# Prompt
Return, from the data that follows, each line that holds the word "below".

# Extracted entries
....................

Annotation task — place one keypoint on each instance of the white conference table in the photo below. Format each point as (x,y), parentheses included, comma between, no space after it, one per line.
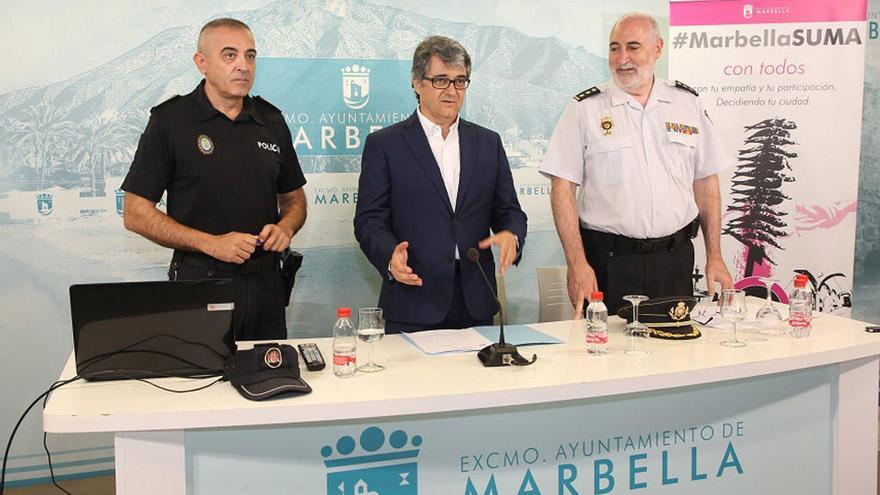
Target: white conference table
(155,430)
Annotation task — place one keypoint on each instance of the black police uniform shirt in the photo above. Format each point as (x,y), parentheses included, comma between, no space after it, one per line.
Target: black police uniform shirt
(221,175)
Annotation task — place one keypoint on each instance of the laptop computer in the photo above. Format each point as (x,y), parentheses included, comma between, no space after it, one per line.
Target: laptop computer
(152,329)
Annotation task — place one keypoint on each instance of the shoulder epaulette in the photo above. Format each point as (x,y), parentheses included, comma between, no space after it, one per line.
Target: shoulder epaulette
(583,95)
(169,100)
(681,85)
(259,99)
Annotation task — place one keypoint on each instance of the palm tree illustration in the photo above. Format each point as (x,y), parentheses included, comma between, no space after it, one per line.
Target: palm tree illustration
(41,136)
(102,144)
(756,189)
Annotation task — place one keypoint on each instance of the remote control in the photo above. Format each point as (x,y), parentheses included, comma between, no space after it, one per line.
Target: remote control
(312,356)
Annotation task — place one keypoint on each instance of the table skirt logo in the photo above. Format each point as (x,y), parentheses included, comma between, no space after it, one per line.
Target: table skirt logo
(355,86)
(372,466)
(44,204)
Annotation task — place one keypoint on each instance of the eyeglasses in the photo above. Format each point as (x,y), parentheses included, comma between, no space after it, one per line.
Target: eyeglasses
(444,82)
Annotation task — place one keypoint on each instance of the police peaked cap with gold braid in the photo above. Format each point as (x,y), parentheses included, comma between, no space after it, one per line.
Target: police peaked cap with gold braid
(666,317)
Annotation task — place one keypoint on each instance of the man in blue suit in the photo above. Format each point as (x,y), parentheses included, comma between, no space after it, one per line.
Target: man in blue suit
(431,187)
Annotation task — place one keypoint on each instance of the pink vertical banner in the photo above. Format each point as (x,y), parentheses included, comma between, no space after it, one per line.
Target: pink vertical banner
(719,12)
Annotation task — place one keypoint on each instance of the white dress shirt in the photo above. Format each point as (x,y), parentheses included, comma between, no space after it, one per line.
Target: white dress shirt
(636,165)
(447,154)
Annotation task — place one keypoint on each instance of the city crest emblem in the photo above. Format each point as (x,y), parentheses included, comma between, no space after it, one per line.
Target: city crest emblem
(607,125)
(374,464)
(679,312)
(45,204)
(120,202)
(355,86)
(273,357)
(205,145)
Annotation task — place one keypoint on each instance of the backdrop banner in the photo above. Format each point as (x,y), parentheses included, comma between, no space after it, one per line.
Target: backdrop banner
(782,81)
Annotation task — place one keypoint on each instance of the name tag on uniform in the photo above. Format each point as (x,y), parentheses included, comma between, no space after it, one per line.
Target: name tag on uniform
(682,128)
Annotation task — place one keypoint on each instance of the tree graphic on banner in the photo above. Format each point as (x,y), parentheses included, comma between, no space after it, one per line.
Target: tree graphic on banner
(40,136)
(764,165)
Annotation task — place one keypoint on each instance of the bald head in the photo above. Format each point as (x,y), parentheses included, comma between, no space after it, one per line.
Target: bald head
(638,18)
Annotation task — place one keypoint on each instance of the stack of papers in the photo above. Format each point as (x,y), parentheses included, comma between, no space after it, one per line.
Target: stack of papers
(474,339)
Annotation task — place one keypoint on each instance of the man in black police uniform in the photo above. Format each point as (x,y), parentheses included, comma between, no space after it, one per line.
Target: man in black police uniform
(228,164)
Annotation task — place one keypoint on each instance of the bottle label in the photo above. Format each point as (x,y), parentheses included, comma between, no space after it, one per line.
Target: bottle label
(339,360)
(799,322)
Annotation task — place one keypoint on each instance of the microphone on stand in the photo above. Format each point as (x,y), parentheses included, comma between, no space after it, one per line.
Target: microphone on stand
(500,353)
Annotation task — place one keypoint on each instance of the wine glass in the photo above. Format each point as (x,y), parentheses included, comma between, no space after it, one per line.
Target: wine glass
(636,329)
(733,308)
(769,316)
(371,328)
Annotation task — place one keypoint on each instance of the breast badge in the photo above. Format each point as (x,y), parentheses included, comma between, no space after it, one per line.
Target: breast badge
(607,125)
(205,145)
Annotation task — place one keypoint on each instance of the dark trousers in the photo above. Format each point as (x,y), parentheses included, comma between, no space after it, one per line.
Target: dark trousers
(260,296)
(456,317)
(622,270)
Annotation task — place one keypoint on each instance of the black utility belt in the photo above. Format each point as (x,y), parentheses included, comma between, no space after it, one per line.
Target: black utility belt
(266,262)
(627,245)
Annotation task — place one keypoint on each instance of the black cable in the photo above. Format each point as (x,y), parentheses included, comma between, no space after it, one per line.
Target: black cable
(48,454)
(21,419)
(45,397)
(51,470)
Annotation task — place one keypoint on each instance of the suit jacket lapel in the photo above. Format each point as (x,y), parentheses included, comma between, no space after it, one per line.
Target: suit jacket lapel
(467,145)
(418,143)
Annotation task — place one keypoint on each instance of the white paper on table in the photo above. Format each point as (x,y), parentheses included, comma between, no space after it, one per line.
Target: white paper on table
(446,341)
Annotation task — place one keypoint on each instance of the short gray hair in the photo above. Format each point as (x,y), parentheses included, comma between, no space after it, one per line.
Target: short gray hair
(655,28)
(449,51)
(226,22)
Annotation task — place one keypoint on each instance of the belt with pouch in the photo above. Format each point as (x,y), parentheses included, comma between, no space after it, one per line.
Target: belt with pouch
(619,244)
(268,261)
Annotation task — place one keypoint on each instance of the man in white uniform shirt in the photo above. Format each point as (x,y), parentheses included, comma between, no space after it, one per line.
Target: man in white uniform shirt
(645,155)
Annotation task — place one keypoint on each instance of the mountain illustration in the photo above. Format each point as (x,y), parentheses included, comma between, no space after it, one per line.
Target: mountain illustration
(520,82)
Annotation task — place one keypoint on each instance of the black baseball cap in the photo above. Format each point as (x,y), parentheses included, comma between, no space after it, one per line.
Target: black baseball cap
(265,371)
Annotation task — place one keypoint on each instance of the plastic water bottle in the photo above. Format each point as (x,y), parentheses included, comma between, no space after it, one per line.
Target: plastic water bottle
(344,345)
(800,309)
(597,325)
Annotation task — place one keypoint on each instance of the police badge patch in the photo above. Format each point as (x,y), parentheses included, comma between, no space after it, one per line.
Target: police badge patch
(273,357)
(607,125)
(205,145)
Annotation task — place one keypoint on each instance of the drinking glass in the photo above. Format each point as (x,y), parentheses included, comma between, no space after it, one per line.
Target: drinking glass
(733,308)
(371,328)
(636,329)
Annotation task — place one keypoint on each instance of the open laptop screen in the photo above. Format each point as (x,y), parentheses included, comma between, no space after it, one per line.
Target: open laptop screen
(152,329)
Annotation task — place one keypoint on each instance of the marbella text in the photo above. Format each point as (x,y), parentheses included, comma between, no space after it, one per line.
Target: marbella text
(609,465)
(335,131)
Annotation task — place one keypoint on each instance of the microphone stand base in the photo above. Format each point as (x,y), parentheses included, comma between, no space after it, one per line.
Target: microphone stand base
(503,355)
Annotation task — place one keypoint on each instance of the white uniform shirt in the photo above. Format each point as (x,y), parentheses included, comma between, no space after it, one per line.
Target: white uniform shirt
(447,153)
(636,165)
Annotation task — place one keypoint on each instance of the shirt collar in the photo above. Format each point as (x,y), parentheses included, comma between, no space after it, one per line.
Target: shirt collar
(659,93)
(206,111)
(432,129)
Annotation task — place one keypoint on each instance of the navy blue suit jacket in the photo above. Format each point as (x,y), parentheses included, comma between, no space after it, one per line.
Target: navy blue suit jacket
(401,197)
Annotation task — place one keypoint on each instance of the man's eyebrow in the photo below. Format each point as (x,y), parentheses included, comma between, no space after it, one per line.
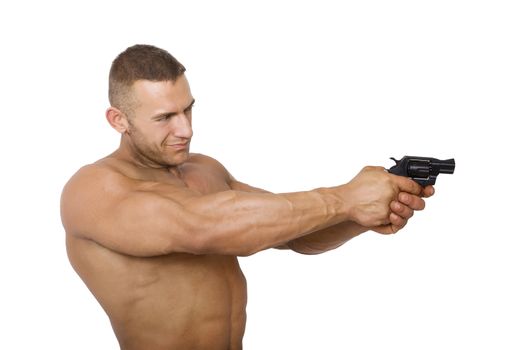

....................

# Output of the exercise
Annotation task — place one keypoint on each instance of the white conference table in the photo below. Format each point as (x,y), parentheses included, comma between, no space after it, one per line.
Annotation task — place one keypoint on each instance of the man's eyebrow in the photo below. Format each point as (x,y), parentheses included, comma between, no space after it, one per line.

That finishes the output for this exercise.